--- START ---

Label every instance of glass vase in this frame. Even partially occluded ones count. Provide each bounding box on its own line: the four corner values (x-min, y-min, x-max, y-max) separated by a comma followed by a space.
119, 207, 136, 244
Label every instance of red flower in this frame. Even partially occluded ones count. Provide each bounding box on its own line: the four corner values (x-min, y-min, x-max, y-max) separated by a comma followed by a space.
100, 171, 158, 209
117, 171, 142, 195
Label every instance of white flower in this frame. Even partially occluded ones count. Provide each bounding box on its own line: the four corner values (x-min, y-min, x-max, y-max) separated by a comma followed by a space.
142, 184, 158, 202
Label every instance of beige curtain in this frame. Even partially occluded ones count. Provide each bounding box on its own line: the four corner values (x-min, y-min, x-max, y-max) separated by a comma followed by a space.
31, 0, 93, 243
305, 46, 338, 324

--- END ---

== EXERCISE ==
Print every record above exactly as written.

== COMPLETED EXERCISE ==
Label every instance of glass vase in this frame. Even partially occluded ones count. Provide each bounding box on its own line: the four corner values (x-min, y-min, x-max, y-max) separated by a comma followed by a space.
119, 207, 136, 244
Label every instance of red flower in this frame. Even partially occluded ones count. Provide each bounding box on its own line: the four corner values (x-min, y-min, x-max, y-max) separated by a comma followed by a space.
100, 171, 158, 209
117, 171, 142, 195
Label every instance of white flower in this frame. Even partially occluded ones count. Provide each bounding box on its own line: the four corner values (x-min, y-min, x-max, y-max) separated by a comma followed by a space.
142, 184, 158, 202
Label every instance of beige curtain in this frame. Even partially occluded ones count. Provide each bounding box on its own line: the four corner values (x-min, y-min, x-max, y-max) separated by a comma followed by a space.
31, 0, 93, 243
305, 46, 338, 324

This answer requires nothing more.